= Problem details =
Copy every line of the data exactly, leaving nothing out.

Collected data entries
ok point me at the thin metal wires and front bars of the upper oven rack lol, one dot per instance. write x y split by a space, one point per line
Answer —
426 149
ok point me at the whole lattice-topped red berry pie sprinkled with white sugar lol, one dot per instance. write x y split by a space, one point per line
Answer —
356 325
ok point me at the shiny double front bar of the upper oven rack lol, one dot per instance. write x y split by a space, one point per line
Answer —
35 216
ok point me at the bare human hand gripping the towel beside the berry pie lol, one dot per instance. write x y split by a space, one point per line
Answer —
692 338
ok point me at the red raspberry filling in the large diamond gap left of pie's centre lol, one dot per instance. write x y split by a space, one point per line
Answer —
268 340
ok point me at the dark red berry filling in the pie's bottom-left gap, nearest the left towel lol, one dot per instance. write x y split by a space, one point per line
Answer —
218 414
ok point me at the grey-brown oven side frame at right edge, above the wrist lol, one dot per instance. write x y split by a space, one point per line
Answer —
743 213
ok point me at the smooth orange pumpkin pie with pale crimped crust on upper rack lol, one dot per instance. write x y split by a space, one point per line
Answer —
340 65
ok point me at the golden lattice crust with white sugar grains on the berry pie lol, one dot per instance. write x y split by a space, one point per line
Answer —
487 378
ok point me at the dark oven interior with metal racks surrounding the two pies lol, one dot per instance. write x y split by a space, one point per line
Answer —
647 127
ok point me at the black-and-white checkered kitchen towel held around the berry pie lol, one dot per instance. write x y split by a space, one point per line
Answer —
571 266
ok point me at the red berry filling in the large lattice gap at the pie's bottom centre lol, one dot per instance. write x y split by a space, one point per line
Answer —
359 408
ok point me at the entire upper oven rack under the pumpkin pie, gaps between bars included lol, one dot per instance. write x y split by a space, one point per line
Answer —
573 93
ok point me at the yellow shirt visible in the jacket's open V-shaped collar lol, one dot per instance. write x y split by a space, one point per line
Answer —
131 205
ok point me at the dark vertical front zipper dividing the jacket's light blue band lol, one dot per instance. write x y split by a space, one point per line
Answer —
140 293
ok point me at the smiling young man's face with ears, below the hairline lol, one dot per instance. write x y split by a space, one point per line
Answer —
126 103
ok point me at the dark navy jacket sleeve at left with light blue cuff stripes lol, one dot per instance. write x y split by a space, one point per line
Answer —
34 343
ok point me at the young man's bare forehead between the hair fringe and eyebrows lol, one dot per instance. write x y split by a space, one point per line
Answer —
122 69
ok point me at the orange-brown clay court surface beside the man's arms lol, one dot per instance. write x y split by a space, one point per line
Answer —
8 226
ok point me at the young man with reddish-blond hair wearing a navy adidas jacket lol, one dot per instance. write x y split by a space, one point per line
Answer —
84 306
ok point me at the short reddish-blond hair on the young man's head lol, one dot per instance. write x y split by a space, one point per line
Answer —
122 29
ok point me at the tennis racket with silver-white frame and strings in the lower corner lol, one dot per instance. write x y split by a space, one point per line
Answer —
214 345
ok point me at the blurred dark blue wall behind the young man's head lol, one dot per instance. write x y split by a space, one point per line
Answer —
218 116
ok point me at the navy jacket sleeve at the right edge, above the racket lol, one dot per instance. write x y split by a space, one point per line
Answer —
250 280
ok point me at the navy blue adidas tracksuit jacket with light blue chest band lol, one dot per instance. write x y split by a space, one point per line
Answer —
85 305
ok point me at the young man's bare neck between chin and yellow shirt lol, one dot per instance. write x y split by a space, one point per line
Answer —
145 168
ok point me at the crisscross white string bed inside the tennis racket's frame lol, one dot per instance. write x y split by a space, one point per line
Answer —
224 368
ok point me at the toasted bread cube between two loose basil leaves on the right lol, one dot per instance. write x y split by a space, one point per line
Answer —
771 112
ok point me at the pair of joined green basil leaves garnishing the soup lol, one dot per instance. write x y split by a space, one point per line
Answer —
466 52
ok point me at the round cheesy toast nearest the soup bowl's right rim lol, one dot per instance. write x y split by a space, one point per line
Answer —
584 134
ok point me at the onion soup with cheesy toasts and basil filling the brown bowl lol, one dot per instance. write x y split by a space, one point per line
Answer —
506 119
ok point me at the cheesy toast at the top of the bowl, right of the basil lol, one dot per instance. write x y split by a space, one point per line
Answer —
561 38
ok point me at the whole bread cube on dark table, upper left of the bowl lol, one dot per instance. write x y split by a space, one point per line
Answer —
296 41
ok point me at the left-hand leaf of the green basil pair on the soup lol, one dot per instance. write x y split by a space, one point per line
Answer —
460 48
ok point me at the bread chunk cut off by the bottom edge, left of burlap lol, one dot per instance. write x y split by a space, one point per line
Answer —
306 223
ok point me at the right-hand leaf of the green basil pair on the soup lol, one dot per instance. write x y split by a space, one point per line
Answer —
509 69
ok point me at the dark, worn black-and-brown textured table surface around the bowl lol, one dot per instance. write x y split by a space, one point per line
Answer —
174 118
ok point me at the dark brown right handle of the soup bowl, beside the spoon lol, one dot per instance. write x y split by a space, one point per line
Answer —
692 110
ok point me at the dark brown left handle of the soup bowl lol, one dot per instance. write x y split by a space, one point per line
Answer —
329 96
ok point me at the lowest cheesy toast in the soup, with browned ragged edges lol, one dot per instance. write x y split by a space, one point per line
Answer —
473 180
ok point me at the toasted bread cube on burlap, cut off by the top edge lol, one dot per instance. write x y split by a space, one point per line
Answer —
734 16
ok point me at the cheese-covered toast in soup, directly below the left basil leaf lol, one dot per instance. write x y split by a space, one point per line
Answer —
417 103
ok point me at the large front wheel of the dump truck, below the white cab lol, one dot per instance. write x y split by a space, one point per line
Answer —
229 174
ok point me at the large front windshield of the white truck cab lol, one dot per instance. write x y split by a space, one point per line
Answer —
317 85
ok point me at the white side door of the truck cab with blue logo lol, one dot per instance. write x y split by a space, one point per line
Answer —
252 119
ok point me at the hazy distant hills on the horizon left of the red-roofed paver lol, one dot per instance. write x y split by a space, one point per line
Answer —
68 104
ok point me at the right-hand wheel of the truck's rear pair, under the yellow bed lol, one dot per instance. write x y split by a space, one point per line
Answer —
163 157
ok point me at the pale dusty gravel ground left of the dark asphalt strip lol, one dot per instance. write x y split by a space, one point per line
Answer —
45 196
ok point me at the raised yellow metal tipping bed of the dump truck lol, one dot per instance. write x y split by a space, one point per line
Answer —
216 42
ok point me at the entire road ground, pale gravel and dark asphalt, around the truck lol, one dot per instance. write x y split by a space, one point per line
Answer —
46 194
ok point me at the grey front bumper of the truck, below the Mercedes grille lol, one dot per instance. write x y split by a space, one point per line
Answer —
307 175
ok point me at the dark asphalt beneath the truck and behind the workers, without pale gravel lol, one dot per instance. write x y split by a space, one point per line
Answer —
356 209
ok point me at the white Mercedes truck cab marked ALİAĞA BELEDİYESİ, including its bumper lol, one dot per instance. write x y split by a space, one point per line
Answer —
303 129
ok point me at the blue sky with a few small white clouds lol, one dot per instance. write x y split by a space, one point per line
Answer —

= Written answer =
ok point me at the thin metal wires and front bars of the upper oven rack lol, one dot per instance. write x y split by a space, one point per line
Answer —
426 149
ok point me at the whole lattice-topped red berry pie sprinkled with white sugar lol, one dot per instance. write x y split by a space, one point per line
Answer —
356 325
ok point me at the shiny double front bar of the upper oven rack lol, one dot per instance. write x y split by a space, one point per line
Answer —
35 216
ok point me at the bare human hand gripping the towel beside the berry pie lol, one dot per instance. write x y split by a space, one point per line
Answer —
692 338
ok point me at the red raspberry filling in the large diamond gap left of pie's centre lol, one dot per instance. write x y split by a space, one point per line
Answer —
268 340
ok point me at the dark red berry filling in the pie's bottom-left gap, nearest the left towel lol, one dot per instance. write x y split by a space, one point per line
Answer —
218 414
ok point me at the grey-brown oven side frame at right edge, above the wrist lol, one dot per instance. write x y split by a space, one point per line
Answer —
743 213
ok point me at the smooth orange pumpkin pie with pale crimped crust on upper rack lol, one dot per instance. write x y split by a space, one point per line
Answer —
340 65
ok point me at the golden lattice crust with white sugar grains on the berry pie lol, one dot per instance. write x y split by a space, one point per line
Answer —
487 378
ok point me at the dark oven interior with metal racks surrounding the two pies lol, one dot per instance. write x y split by a space, one point per line
Answer —
647 127
ok point me at the black-and-white checkered kitchen towel held around the berry pie lol, one dot per instance. write x y split by a space, one point per line
Answer —
571 266
ok point me at the red berry filling in the large lattice gap at the pie's bottom centre lol, one dot per instance. write x y split by a space, one point per line
Answer —
359 408
ok point me at the entire upper oven rack under the pumpkin pie, gaps between bars included lol, one dot per instance. write x y split by a space, one point per line
Answer —
573 93
ok point me at the yellow shirt visible in the jacket's open V-shaped collar lol, one dot per instance. write x y split by a space, one point per line
Answer —
131 205
ok point me at the dark vertical front zipper dividing the jacket's light blue band lol, one dot per instance. write x y split by a space, one point per line
Answer —
140 293
ok point me at the smiling young man's face with ears, below the hairline lol, one dot per instance. write x y split by a space, one point per line
Answer —
126 103
ok point me at the dark navy jacket sleeve at left with light blue cuff stripes lol, one dot per instance. write x y split by a space, one point per line
Answer —
34 343
ok point me at the young man's bare forehead between the hair fringe and eyebrows lol, one dot per instance. write x y split by a space, one point per line
Answer —
122 69
ok point me at the orange-brown clay court surface beside the man's arms lol, one dot per instance. write x y split by a space, one point per line
Answer —
8 226
ok point me at the young man with reddish-blond hair wearing a navy adidas jacket lol, one dot per instance. write x y split by a space, one point per line
Answer —
84 306
ok point me at the short reddish-blond hair on the young man's head lol, one dot per instance. write x y split by a space, one point per line
Answer —
122 29
ok point me at the tennis racket with silver-white frame and strings in the lower corner lol, one dot per instance. write x y split by a space, one point per line
Answer —
214 345
ok point me at the blurred dark blue wall behind the young man's head lol, one dot per instance. write x y split by a space, one point per line
Answer —
218 116
ok point me at the navy jacket sleeve at the right edge, above the racket lol, one dot per instance. write x y split by a space, one point per line
Answer —
250 280
ok point me at the navy blue adidas tracksuit jacket with light blue chest band lol, one dot per instance. write x y split by a space, one point per line
Answer —
85 305
ok point me at the young man's bare neck between chin and yellow shirt lol, one dot per instance. write x y split by a space, one point per line
Answer —
145 168
ok point me at the crisscross white string bed inside the tennis racket's frame lol, one dot per instance. write x y split by a space, one point per line
Answer —
224 368
ok point me at the toasted bread cube between two loose basil leaves on the right lol, one dot per instance. write x y split by a space, one point per line
Answer —
771 112
ok point me at the pair of joined green basil leaves garnishing the soup lol, one dot per instance. write x y split by a space, one point per line
Answer —
466 52
ok point me at the round cheesy toast nearest the soup bowl's right rim lol, one dot per instance. write x y split by a space, one point per line
Answer —
584 134
ok point me at the onion soup with cheesy toasts and basil filling the brown bowl lol, one dot per instance. write x y split by a space, one point per line
Answer —
506 119
ok point me at the cheesy toast at the top of the bowl, right of the basil lol, one dot per instance. write x y split by a space, one point per line
Answer —
561 38
ok point me at the whole bread cube on dark table, upper left of the bowl lol, one dot per instance. write x y split by a space, one point per line
Answer —
296 41
ok point me at the left-hand leaf of the green basil pair on the soup lol, one dot per instance. write x y split by a space, one point per line
Answer —
460 48
ok point me at the bread chunk cut off by the bottom edge, left of burlap lol, one dot per instance. write x y split by a space, one point per line
Answer —
306 223
ok point me at the right-hand leaf of the green basil pair on the soup lol, one dot per instance. write x y split by a space, one point per line
Answer —
509 69
ok point me at the dark, worn black-and-brown textured table surface around the bowl lol, one dot per instance. write x y split by a space, one point per line
Answer —
174 118
ok point me at the dark brown right handle of the soup bowl, beside the spoon lol, one dot per instance. write x y split by a space, one point per line
Answer —
692 110
ok point me at the dark brown left handle of the soup bowl lol, one dot per instance. write x y split by a space, one point per line
Answer —
329 96
ok point me at the lowest cheesy toast in the soup, with browned ragged edges lol, one dot per instance. write x y split by a space, one point per line
Answer —
473 180
ok point me at the toasted bread cube on burlap, cut off by the top edge lol, one dot per instance. write x y split by a space, one point per line
Answer —
734 16
ok point me at the cheese-covered toast in soup, directly below the left basil leaf lol, one dot per instance. write x y split by a space, one point per line
Answer —
417 103
ok point me at the large front wheel of the dump truck, below the white cab lol, one dot per instance. write x y split by a space, one point per line
Answer —
229 174
ok point me at the large front windshield of the white truck cab lol, one dot per instance. write x y split by a space, one point per line
Answer —
317 85
ok point me at the white side door of the truck cab with blue logo lol, one dot per instance. write x y split by a space, one point per line
Answer —
252 119
ok point me at the hazy distant hills on the horizon left of the red-roofed paver lol, one dot per instance. write x y split by a space, one point per line
Answer —
68 104
ok point me at the right-hand wheel of the truck's rear pair, under the yellow bed lol, one dot per instance. write x y split by a space, one point per line
Answer —
163 157
ok point me at the pale dusty gravel ground left of the dark asphalt strip lol, one dot per instance. write x y split by a space, one point per line
Answer —
45 196
ok point me at the raised yellow metal tipping bed of the dump truck lol, one dot per instance. write x y split by a space, one point per line
Answer —
216 42
ok point me at the entire road ground, pale gravel and dark asphalt, around the truck lol, one dot per instance. write x y split by a space, one point per line
Answer —
46 194
ok point me at the grey front bumper of the truck, below the Mercedes grille lol, one dot per instance. write x y split by a space, one point per line
Answer —
307 175
ok point me at the dark asphalt beneath the truck and behind the workers, without pale gravel lol, one dot per instance. write x y split by a space, one point per line
Answer —
356 209
ok point me at the white Mercedes truck cab marked ALİAĞA BELEDİYESİ, including its bumper lol, one dot per instance. write x y split by a space, one point per line
Answer —
303 129
ok point me at the blue sky with a few small white clouds lol, one dot per instance. write x y split by a space, one point per line
Answer —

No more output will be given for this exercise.